• TASK INSTRUCTIONS
Reproduce this listing in full.

(Named-object pointing records)
━━━━━━━━━━━━━━━━

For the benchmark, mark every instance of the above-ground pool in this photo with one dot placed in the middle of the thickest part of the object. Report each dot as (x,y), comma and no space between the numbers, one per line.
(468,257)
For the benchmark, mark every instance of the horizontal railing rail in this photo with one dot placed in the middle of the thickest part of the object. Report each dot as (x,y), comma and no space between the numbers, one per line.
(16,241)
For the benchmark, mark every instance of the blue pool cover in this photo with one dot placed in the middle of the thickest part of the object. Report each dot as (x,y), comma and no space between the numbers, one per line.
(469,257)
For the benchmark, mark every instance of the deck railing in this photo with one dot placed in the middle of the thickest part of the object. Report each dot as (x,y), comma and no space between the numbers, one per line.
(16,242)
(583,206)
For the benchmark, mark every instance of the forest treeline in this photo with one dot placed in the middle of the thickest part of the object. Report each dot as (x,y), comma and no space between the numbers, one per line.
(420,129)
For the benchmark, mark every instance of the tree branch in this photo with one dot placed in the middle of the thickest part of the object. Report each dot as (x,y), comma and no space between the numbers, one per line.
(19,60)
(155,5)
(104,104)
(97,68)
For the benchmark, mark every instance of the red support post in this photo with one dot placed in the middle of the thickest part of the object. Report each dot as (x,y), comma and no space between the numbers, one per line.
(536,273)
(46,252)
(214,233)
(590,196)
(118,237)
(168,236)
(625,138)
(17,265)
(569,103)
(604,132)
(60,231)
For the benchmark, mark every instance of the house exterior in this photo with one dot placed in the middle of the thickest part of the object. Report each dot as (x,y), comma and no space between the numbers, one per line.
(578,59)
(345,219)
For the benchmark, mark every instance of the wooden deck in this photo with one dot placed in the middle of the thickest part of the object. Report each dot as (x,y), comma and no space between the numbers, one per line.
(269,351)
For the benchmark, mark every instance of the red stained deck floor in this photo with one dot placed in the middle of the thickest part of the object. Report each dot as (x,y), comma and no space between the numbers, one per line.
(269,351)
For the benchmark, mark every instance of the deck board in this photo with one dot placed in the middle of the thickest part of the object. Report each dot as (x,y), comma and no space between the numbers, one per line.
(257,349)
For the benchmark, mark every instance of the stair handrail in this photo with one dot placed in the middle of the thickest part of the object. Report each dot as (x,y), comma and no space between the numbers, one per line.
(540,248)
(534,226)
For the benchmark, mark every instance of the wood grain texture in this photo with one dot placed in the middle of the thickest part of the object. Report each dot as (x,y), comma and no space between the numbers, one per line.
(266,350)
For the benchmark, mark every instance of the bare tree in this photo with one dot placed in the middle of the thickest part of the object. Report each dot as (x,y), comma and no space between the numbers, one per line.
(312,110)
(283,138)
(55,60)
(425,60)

━━━━━━━━━━━━━━━━

• ANSWER TO THE PROBLEM
For the benchmark, mark every instance of the above-ground pool in this photo with one dot placed in the middle of the thickest part of the object. Report each dot as (x,y), comma and no space between the numbers, one per line.
(468,257)
For the benchmark, mark every instance of the horizontal railing rail in this photo with one dot placed in the middle of the thickest part of the object. Report each dot as (x,y), comma and no space between the numbers, one per line.
(16,241)
For the benchmark, mark every instance of the blue pool cover in this photo with one dot placed in the middle of the thickest part of the object. Report each dot as (x,y), comma and no space between the numbers, one per line.
(469,257)
For the benchmark, mark every instance of the deck railing in this photo with one dot placed in the middle of the thickest part of the object. Report each dot as (x,y), comma and no space between the numbers, one per line.
(16,242)
(583,206)
For the benchmark, mark every instance of the forest treeline in this photo with one dot placed in the middle of the thickest part of the object. Report each dot as (x,y), comma and no space between the numbers, one per line.
(420,129)
For the benchmark, mark every instance of the tree branch in this photo with one dot placed in the middle of the thickest part of the object. Report each dot as (x,y), comma and no space between the numbers, one per line.
(19,60)
(155,5)
(104,104)
(97,68)
For the benchmark, mark every instance of the red support post in this photo with one dot placed in the middle of the thickest part of the object. Report each dot as (x,y), comma and no space between the numbers, one per line.
(536,273)
(46,252)
(214,233)
(590,196)
(118,237)
(168,236)
(625,138)
(17,265)
(569,103)
(604,132)
(60,231)
For the benchmark, mark every instance of the house exterior in this photo with one dot placed in the middle of the thickest part of the object. Report each dot as (x,y), comma and no space between the numbers, one per line.
(578,59)
(345,219)
For the benchmark, mark every instance of the wooden deck in this photo with one dot placed in the middle of the thickest part of the object. Report each dot as (x,y), comma and no space between the numbers, one per line.
(269,351)
For the benchmark, mark every instance of the red stained deck floor in this photo with one dot placed in the middle of the thickest part of the object. Report each dot as (x,y), comma and no space between the numbers, one per line.
(269,351)
For the benchmark, mark every instance of the deck board in this photo with one dot placed in the middle of the thickest part of the object. Report each dot as (x,y), comma and no space between the numbers, one per line.
(257,349)
For the benchmark, mark every instance of the stair handrail in this photo with one dot placed in the middle of the thickest part of the object. Report each dot as (x,y), comma and no space between the numbers, one per line.
(540,248)
(534,226)
For the benchmark, mark every instance of the wood grain texture in this photo with one dot placed in the middle of the thickest part of the object. Report each dot as (x,y), comma and no space between the numbers, one per line.
(266,350)
For the benchmark, mark every instance of the bare tree in this photo with one dot placed in the middle of the thickest part of the object. Report each dot as (x,y), comma and no space between the numbers, one per line.
(312,110)
(283,138)
(55,60)
(425,60)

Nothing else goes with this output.